EXERCISE DATA —
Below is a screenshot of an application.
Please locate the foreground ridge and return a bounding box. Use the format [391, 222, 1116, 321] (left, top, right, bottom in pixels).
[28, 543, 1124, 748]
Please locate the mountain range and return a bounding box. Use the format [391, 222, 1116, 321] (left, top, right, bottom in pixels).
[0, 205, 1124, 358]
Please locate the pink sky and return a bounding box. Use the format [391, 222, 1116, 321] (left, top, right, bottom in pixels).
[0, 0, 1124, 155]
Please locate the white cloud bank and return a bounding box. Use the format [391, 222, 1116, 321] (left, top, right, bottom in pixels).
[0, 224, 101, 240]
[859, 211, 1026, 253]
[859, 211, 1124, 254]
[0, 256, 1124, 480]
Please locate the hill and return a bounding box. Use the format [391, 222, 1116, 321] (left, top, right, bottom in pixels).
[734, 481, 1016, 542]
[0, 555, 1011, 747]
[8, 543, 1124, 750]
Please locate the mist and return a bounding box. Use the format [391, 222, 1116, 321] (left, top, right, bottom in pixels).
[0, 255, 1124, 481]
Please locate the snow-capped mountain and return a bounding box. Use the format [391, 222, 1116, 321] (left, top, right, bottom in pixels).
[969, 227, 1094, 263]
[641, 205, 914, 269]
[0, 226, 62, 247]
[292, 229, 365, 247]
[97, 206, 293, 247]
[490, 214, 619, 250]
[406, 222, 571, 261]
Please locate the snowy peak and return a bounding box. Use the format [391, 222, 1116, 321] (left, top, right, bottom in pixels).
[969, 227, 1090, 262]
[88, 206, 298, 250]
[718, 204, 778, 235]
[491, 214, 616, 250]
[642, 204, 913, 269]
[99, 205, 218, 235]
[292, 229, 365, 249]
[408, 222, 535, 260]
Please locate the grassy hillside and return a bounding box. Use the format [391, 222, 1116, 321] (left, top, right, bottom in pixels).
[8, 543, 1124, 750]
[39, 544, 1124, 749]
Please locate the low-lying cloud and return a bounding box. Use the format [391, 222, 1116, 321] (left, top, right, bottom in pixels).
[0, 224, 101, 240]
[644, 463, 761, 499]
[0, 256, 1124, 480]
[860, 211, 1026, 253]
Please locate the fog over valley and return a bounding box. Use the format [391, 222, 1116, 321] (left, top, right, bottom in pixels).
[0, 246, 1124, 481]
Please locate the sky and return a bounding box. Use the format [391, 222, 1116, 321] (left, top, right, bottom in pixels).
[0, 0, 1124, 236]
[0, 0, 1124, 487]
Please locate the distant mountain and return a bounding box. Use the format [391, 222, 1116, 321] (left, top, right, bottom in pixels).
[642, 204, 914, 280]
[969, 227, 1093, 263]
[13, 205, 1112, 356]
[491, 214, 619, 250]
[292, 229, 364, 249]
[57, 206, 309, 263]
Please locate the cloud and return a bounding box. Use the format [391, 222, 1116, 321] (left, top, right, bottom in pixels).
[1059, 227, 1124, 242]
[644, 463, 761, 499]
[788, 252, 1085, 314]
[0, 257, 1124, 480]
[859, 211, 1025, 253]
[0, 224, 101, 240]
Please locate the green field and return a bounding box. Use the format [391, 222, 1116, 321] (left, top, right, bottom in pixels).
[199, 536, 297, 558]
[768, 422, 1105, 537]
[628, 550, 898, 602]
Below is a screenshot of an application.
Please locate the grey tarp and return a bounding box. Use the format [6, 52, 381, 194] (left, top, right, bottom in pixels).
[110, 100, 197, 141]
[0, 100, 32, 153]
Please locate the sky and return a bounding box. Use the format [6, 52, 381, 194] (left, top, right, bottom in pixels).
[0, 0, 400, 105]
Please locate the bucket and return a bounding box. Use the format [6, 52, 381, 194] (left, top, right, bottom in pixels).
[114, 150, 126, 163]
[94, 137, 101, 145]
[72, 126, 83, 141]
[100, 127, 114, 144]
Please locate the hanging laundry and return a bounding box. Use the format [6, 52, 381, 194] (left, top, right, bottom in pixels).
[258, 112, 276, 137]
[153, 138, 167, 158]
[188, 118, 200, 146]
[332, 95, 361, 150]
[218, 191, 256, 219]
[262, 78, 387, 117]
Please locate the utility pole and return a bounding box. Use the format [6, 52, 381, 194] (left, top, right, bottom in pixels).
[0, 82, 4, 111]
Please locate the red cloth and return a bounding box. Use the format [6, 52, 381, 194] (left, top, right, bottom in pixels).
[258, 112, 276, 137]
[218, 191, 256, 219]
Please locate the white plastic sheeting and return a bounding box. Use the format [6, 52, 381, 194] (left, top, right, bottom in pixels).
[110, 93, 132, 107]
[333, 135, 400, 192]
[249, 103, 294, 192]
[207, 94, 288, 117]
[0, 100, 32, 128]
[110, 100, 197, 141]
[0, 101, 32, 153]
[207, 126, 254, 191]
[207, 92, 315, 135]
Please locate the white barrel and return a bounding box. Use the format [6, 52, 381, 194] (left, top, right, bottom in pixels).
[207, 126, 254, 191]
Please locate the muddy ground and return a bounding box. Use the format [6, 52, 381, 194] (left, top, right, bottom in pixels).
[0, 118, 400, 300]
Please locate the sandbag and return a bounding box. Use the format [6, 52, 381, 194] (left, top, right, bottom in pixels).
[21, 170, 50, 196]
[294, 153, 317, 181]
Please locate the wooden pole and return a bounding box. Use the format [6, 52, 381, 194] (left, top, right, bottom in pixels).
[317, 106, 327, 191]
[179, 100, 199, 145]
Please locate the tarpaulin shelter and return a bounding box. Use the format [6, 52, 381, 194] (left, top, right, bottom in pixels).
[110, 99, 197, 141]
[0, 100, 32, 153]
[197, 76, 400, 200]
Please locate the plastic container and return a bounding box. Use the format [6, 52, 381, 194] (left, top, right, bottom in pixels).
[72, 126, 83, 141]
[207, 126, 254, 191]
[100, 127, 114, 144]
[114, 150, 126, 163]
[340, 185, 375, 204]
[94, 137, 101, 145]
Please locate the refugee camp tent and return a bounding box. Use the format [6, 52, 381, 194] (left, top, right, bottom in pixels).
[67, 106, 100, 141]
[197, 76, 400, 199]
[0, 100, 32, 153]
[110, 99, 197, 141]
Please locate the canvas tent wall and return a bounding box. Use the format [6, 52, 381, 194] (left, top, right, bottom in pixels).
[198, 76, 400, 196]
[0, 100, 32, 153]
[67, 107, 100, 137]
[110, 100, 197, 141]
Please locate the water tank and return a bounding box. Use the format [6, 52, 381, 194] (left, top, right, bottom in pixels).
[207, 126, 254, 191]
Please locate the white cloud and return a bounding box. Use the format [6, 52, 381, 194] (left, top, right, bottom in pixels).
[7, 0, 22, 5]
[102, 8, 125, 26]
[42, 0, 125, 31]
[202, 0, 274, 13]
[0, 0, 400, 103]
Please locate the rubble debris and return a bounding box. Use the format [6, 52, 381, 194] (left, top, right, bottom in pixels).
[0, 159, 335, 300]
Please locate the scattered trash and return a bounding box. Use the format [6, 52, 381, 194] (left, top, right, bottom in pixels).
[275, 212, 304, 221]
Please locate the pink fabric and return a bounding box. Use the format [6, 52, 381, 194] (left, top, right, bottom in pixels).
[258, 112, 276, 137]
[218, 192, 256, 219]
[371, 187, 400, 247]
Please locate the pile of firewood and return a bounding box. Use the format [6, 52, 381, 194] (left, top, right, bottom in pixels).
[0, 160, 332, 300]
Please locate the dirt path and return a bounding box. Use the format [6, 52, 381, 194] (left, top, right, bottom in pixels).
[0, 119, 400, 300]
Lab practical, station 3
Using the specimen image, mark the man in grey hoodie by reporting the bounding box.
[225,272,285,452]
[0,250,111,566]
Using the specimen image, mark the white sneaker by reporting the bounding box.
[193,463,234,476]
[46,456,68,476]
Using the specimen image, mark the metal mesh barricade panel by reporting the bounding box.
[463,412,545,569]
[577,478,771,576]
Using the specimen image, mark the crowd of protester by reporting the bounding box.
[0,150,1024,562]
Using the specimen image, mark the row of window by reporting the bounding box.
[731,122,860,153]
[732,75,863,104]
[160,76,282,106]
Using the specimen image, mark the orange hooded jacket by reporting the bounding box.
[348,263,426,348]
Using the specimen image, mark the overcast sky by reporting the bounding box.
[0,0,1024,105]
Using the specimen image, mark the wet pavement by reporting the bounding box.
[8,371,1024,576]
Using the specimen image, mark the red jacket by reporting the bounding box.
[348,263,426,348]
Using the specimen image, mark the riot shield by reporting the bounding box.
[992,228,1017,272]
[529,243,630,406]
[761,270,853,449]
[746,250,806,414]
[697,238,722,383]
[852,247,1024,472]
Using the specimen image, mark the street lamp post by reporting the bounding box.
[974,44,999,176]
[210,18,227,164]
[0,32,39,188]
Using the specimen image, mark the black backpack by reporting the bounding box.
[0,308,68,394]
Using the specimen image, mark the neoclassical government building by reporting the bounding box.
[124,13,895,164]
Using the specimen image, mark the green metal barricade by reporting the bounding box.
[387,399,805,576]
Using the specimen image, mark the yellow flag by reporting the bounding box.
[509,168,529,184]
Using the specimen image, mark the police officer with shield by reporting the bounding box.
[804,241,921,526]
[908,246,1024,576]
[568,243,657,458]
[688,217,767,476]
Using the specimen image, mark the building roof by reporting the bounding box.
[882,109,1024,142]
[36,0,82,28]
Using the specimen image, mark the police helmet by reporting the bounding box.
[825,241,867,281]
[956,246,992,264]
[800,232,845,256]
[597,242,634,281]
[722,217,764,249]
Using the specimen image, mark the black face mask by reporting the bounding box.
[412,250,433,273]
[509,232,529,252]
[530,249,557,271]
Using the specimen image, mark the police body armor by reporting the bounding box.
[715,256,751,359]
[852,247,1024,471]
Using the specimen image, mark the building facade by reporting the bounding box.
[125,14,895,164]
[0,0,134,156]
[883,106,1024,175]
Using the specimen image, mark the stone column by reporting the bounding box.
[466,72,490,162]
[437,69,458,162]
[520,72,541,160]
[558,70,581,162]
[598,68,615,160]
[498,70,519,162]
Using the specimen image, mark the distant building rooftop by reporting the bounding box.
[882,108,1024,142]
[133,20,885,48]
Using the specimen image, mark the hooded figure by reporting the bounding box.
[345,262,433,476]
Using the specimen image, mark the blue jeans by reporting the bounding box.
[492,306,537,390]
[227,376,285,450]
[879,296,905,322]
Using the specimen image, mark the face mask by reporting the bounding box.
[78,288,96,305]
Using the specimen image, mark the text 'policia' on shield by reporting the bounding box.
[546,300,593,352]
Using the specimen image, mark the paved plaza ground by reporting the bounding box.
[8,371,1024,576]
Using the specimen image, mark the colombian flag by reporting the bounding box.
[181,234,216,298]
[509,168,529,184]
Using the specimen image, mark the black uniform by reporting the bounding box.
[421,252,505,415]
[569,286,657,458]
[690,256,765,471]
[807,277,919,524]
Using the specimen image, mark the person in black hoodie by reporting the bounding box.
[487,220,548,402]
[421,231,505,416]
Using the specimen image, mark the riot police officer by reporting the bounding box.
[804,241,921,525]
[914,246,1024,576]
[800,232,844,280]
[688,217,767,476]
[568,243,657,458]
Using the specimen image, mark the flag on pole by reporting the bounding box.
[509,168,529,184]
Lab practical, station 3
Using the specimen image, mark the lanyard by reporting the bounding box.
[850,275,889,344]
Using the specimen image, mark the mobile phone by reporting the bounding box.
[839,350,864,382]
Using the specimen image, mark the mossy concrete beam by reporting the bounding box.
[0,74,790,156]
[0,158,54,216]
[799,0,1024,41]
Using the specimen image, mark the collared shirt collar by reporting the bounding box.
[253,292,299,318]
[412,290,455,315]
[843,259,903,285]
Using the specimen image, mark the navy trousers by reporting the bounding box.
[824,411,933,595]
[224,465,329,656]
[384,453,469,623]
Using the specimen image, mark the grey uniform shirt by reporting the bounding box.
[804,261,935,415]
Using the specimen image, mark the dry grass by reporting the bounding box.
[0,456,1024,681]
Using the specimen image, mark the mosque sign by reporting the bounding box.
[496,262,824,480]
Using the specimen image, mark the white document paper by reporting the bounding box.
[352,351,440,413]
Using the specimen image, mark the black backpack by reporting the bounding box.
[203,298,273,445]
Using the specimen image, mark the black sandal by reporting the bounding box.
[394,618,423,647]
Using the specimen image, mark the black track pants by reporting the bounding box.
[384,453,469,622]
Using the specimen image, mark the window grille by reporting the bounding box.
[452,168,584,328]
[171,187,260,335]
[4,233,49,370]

WHAT THE TASK REQUIRES —
Copy the stretch of the material from the line containing "Please locate the mist" through the line containing "[0, 255, 1124, 481]", word for word.

SOLUTION BELOW —
Please locate the mist and return a bounding box. Use the format [391, 222, 1116, 321] (left, top, right, bottom in pixels).
[0, 255, 1124, 481]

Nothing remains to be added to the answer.